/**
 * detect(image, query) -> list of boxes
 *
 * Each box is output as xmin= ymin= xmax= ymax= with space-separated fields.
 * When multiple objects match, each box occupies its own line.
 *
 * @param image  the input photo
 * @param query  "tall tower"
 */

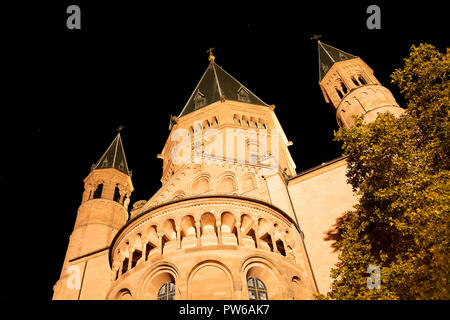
xmin=53 ymin=132 xmax=133 ymax=299
xmin=317 ymin=41 xmax=404 ymax=127
xmin=105 ymin=52 xmax=318 ymax=300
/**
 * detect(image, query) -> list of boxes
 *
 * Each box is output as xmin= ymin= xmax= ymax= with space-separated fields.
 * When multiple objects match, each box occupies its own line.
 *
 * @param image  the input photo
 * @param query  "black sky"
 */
xmin=1 ymin=1 xmax=448 ymax=300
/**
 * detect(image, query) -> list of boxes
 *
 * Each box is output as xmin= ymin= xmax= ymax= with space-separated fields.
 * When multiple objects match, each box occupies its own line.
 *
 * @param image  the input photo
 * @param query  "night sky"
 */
xmin=1 ymin=1 xmax=448 ymax=300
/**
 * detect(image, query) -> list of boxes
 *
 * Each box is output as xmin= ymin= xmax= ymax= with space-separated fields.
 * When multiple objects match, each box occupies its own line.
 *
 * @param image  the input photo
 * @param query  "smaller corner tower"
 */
xmin=317 ymin=40 xmax=404 ymax=127
xmin=53 ymin=132 xmax=133 ymax=300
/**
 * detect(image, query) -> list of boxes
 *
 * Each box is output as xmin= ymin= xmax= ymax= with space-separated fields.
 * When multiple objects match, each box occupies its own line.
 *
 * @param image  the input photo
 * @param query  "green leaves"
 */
xmin=325 ymin=44 xmax=450 ymax=300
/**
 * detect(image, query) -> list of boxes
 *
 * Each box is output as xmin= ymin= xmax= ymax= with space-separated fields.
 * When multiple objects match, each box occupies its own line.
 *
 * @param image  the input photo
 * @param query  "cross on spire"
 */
xmin=207 ymin=48 xmax=215 ymax=62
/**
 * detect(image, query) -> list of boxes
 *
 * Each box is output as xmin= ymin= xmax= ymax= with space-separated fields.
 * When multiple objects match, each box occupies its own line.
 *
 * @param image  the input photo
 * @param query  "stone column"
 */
xmin=176 ymin=224 xmax=181 ymax=249
xmin=158 ymin=232 xmax=164 ymax=255
xmin=271 ymin=232 xmax=278 ymax=253
xmin=255 ymin=229 xmax=260 ymax=249
xmin=235 ymin=220 xmax=242 ymax=246
xmin=119 ymin=190 xmax=126 ymax=204
xmin=216 ymin=221 xmax=222 ymax=245
xmin=142 ymin=241 xmax=147 ymax=261
xmin=128 ymin=249 xmax=134 ymax=270
xmin=119 ymin=259 xmax=125 ymax=278
xmin=195 ymin=221 xmax=201 ymax=247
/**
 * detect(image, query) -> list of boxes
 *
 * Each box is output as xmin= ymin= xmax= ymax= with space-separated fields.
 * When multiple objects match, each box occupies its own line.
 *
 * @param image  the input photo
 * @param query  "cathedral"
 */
xmin=52 ymin=41 xmax=404 ymax=300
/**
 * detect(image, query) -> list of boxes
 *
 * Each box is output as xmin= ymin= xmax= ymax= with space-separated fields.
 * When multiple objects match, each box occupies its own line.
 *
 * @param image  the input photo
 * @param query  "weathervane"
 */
xmin=117 ymin=125 xmax=124 ymax=133
xmin=310 ymin=34 xmax=322 ymax=41
xmin=207 ymin=48 xmax=215 ymax=62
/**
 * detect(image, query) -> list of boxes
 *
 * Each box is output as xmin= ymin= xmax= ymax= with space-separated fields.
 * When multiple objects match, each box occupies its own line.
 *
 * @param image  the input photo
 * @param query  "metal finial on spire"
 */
xmin=117 ymin=125 xmax=124 ymax=133
xmin=207 ymin=48 xmax=215 ymax=62
xmin=310 ymin=34 xmax=322 ymax=41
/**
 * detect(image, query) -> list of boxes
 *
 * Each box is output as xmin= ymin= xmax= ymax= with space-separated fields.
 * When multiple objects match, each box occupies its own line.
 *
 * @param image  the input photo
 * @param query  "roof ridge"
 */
xmin=321 ymin=41 xmax=358 ymax=59
xmin=92 ymin=133 xmax=131 ymax=176
xmin=178 ymin=61 xmax=214 ymax=118
xmin=214 ymin=62 xmax=269 ymax=106
xmin=211 ymin=62 xmax=223 ymax=97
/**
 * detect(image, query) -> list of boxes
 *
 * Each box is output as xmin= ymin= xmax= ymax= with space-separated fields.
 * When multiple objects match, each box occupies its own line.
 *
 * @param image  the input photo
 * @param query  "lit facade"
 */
xmin=53 ymin=42 xmax=403 ymax=299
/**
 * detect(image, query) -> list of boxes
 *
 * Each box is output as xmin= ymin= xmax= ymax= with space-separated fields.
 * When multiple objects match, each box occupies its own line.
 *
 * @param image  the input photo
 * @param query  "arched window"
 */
xmin=157 ymin=281 xmax=176 ymax=300
xmin=351 ymin=76 xmax=359 ymax=86
xmin=93 ymin=184 xmax=103 ymax=199
xmin=358 ymin=76 xmax=367 ymax=85
xmin=336 ymin=88 xmax=344 ymax=99
xmin=113 ymin=185 xmax=121 ymax=202
xmin=341 ymin=82 xmax=348 ymax=94
xmin=247 ymin=277 xmax=268 ymax=300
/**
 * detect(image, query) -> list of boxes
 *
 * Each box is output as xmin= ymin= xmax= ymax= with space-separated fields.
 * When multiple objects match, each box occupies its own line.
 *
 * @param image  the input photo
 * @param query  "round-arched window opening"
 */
xmin=247 ymin=277 xmax=268 ymax=300
xmin=157 ymin=281 xmax=175 ymax=300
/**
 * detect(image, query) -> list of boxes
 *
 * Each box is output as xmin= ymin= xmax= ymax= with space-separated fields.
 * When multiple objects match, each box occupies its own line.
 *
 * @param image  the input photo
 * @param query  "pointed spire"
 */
xmin=317 ymin=40 xmax=358 ymax=81
xmin=91 ymin=132 xmax=131 ymax=176
xmin=178 ymin=54 xmax=268 ymax=117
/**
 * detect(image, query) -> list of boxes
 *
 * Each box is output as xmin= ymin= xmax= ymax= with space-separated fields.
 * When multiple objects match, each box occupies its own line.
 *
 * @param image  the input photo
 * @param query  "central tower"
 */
xmin=106 ymin=52 xmax=318 ymax=300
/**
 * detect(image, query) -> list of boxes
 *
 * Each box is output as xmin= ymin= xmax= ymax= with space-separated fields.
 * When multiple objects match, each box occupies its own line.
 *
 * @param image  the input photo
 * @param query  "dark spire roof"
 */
xmin=178 ymin=60 xmax=268 ymax=117
xmin=318 ymin=41 xmax=358 ymax=81
xmin=91 ymin=133 xmax=131 ymax=176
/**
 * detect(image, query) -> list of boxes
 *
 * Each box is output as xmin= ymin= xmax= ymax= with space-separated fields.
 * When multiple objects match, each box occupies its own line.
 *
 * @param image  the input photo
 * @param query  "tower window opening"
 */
xmin=351 ymin=76 xmax=359 ymax=86
xmin=113 ymin=185 xmax=121 ymax=202
xmin=122 ymin=258 xmax=129 ymax=274
xmin=247 ymin=229 xmax=257 ymax=248
xmin=336 ymin=88 xmax=344 ymax=99
xmin=276 ymin=240 xmax=286 ymax=256
xmin=145 ymin=242 xmax=156 ymax=260
xmin=247 ymin=277 xmax=268 ymax=300
xmin=242 ymin=116 xmax=250 ymax=127
xmin=131 ymin=250 xmax=142 ymax=269
xmin=157 ymin=281 xmax=176 ymax=300
xmin=93 ymin=184 xmax=103 ymax=199
xmin=358 ymin=76 xmax=367 ymax=85
xmin=260 ymin=234 xmax=274 ymax=252
xmin=341 ymin=82 xmax=348 ymax=94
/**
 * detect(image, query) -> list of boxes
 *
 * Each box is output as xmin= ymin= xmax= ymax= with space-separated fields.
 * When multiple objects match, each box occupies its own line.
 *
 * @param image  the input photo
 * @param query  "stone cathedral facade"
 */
xmin=53 ymin=42 xmax=404 ymax=300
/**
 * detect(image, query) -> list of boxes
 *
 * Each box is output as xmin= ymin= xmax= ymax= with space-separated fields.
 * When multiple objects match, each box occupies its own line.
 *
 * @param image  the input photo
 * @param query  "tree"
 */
xmin=323 ymin=44 xmax=449 ymax=299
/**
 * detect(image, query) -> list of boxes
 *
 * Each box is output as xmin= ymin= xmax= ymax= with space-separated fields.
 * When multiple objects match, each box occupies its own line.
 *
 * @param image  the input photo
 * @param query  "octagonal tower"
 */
xmin=317 ymin=41 xmax=404 ymax=127
xmin=53 ymin=133 xmax=133 ymax=299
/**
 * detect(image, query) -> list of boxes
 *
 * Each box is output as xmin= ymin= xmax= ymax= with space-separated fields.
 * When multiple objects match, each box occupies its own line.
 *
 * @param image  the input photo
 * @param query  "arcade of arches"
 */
xmin=107 ymin=197 xmax=316 ymax=300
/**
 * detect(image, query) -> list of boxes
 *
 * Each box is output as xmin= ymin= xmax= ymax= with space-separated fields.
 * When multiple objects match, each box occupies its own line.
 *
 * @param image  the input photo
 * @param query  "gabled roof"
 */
xmin=91 ymin=133 xmax=131 ymax=176
xmin=318 ymin=41 xmax=358 ymax=81
xmin=178 ymin=61 xmax=268 ymax=117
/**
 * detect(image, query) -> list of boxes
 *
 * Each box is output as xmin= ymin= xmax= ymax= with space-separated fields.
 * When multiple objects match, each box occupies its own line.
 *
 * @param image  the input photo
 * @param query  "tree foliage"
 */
xmin=324 ymin=44 xmax=449 ymax=299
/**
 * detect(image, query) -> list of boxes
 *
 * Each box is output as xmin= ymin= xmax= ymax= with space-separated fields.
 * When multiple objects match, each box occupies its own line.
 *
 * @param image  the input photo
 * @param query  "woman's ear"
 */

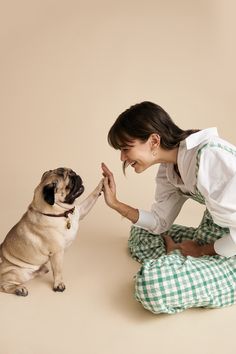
xmin=149 ymin=133 xmax=160 ymax=148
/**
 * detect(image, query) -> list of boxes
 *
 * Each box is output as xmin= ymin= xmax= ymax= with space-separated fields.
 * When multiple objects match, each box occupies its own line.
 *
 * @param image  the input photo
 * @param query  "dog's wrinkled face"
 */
xmin=41 ymin=168 xmax=84 ymax=206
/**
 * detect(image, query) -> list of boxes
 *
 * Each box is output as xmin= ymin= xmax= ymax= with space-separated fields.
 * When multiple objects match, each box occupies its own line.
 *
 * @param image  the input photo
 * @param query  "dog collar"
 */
xmin=30 ymin=206 xmax=75 ymax=229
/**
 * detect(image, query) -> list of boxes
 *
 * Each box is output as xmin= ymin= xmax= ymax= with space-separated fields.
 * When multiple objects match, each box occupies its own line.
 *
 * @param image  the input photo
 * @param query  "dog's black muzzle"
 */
xmin=64 ymin=174 xmax=84 ymax=204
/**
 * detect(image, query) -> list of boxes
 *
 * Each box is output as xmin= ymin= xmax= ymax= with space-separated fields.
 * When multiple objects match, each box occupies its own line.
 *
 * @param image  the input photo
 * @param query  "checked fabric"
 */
xmin=128 ymin=143 xmax=236 ymax=314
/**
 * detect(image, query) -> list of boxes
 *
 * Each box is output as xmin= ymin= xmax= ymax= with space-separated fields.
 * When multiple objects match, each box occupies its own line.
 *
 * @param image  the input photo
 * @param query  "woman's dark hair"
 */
xmin=108 ymin=101 xmax=199 ymax=150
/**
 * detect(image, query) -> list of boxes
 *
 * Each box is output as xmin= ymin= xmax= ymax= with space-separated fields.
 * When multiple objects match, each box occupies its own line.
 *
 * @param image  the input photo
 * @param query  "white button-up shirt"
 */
xmin=135 ymin=128 xmax=236 ymax=257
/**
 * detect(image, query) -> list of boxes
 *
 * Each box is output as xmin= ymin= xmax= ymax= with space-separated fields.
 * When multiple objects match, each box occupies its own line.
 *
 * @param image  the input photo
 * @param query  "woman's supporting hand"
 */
xmin=164 ymin=235 xmax=216 ymax=257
· · ·
• WHAT YOU SHOULD DO: Work out how many lines of the material above contain the word "tree", then give only that figure.

• RESPONSE: 2